**Assignment**
Omitting the pictures, output all of the records precisely as written.

───── Provided data

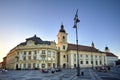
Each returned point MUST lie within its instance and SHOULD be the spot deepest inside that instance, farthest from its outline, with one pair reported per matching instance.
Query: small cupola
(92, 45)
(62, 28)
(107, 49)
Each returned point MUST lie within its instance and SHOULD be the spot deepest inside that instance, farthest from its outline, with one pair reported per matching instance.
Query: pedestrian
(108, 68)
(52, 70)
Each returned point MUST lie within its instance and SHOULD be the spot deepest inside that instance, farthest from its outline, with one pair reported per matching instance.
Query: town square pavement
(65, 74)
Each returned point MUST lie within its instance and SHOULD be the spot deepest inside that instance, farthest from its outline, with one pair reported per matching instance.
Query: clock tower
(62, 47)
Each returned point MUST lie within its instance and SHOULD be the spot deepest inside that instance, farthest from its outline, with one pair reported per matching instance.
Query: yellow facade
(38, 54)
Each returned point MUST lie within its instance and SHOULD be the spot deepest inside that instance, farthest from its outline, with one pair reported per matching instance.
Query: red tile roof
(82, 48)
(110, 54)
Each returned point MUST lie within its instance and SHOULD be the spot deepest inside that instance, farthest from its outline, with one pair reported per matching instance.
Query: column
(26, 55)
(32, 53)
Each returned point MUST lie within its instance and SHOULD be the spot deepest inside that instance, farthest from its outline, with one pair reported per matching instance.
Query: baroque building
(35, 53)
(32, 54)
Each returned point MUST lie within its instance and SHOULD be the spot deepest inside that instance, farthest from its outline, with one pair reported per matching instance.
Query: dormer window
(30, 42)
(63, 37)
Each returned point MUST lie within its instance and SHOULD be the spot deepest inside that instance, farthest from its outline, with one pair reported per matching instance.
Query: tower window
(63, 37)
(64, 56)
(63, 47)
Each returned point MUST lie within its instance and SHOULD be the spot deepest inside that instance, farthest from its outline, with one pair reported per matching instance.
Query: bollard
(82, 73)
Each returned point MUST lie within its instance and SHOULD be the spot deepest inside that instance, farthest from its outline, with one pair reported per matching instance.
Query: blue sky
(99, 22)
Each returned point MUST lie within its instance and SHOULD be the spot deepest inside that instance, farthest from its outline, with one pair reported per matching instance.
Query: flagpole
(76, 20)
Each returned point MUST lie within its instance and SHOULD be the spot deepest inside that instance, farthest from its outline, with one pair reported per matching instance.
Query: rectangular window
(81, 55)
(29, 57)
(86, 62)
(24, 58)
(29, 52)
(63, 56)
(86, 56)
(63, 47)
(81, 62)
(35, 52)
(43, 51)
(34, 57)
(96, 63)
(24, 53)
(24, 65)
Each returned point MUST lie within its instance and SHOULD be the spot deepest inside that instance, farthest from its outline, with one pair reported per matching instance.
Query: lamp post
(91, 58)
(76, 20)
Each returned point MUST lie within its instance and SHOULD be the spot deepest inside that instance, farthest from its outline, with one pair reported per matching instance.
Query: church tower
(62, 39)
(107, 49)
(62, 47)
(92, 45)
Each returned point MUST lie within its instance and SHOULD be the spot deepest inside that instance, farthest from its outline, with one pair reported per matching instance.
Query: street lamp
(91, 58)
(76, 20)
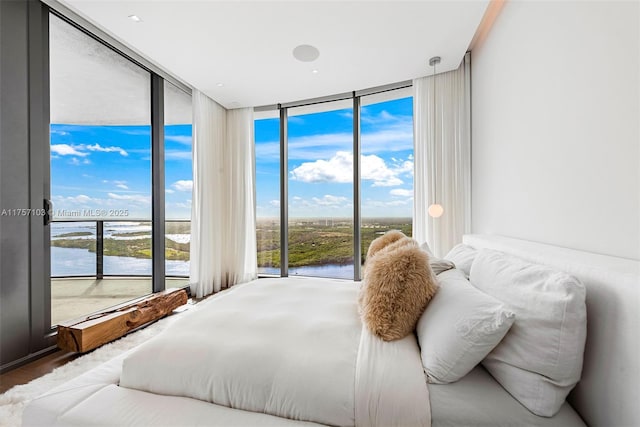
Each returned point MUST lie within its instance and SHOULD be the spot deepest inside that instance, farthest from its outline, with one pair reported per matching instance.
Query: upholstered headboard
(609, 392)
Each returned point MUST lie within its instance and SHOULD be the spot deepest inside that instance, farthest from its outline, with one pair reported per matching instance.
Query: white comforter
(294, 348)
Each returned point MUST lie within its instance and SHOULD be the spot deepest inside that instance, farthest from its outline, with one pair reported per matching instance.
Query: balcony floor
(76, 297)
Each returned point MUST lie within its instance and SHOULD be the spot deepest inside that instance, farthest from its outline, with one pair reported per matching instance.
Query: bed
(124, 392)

──────────

**Expected answer**
Each returned point MUST lie within its instance and SHOULD be the spot deepest inside that instance, farthest from its outline, with one pair reported per matching instance.
Query: small cupola
(92, 45)
(62, 28)
(107, 49)
Each returned point MUST lie within its instance and SHOULD be the spot deepest inside that instance, farthest from its outline, with one pair reported per matching instance.
Query: pedestrian
(108, 68)
(52, 70)
Each returned point MUST lie within its instance and SHOULD be the spot deepest inside that instance, farthest from its outline, with one pair reported per matching instance.
Query: town square pavement
(65, 74)
Each returned point MUST lie within its instance and SHOULD be the spot deepest inside that instance, farthest from its outline, with one pair reported per matching instance.
Query: clock tower
(62, 47)
Each returned point MUST lie within its instance and SHOULD be the spot deepest inside that instance, farthest from its outline, with one pair reported per matching instance.
Query: yellow facade
(38, 54)
Each returned point MUST lie within its instance and SHOULD be the spot deepest inside that instance, farthest from its outline, with one pair reported per matching instance.
Query: red tile roof
(82, 48)
(110, 54)
Each returned point MUST lie within its instance and SHOULD be the spot deepest inside that instance, farthest from its outline, with one pair reported per matching instance.
Query: column
(26, 55)
(32, 53)
Each returned point MUST lie within its instance and SHOULD be the spot deepest inside that instance, farthest from its outline, with one pair reported per matching instance.
Query: baroque building
(35, 53)
(32, 54)
Each returned point MUST lie within its instance and SHOULD be the spot deepest inside that instance, farthest from its outline, with one pair reported per matching instance.
Query: dormer window
(30, 42)
(63, 37)
Each returned point MUST lie within its instance and SHOULD be the spot deepest inside that instance, farthest from its outline, with one pair reported per matching instance.
Query: tower window
(63, 37)
(64, 56)
(63, 47)
Each returned point MUST lie within its instance and SHOULD be the spot deepest inside that instance, farthest from its outline, with one pair reported per matching instance.
Query: bollard
(82, 73)
Each returned point MUST lie within its instance and SHOULD be the spot deepest inside that instance, farthest from its outline, with one pair reported per matching instance.
Query: blue sky
(99, 22)
Each returned point MUST lie within its instance and SHOULD be the spot deepest inside that instance, farthest from its outline, with one pair reported per matching instance.
Query: flagpole
(76, 20)
Each returned point MUST lie within its instance and SHOULD be the spot deepest inside that instance, farthest from its outline, with one pair reported per matching instance.
Query: rectangular window
(81, 55)
(29, 57)
(86, 62)
(24, 58)
(29, 52)
(63, 56)
(86, 56)
(63, 47)
(81, 62)
(35, 52)
(43, 51)
(34, 57)
(96, 63)
(24, 53)
(24, 65)
Each returned point MUST lie within its instance and SHOULD be the spot deepest inside that instance, farthest from its outline, with one pair reported per matching instance.
Query: lamp post
(91, 58)
(76, 20)
Each returned point MUST lie within its instance and SHOULD be the spot deepest inside that instance, farthest from its outline, with one pair reported per matching instance.
Query: church tower
(62, 39)
(107, 49)
(62, 47)
(92, 45)
Each returned point MUST lie within its instance and SHOULD be the spot deepest inside that instance, farthest from its outline, with one pair reported per matching instance.
Query: street lamp
(91, 58)
(76, 20)
Each returned point MUST lie within its instance and SHOULD be the spot deepest inside that instance, farthest from its outline, with one pair reported per matching instance.
Query: upholstered headboard
(609, 392)
Each returned point MUST lie within its instance and SHOULD be the spot deepest inside that instance, farthest from its outline, with one pair reported per matching instance.
Query: white comforter
(294, 348)
Each returned point MUST lie within its instance and SHOULD be the spot deepest inside that instance, farthest from its outline, with one pair reported per matching instance.
Query: balcony floor
(76, 297)
Each returned point MUST lie within its instance and SHOULD be the spot deepest inside that instance, farthest from its outline, with one pair reported per matching instance.
Query: bed
(124, 392)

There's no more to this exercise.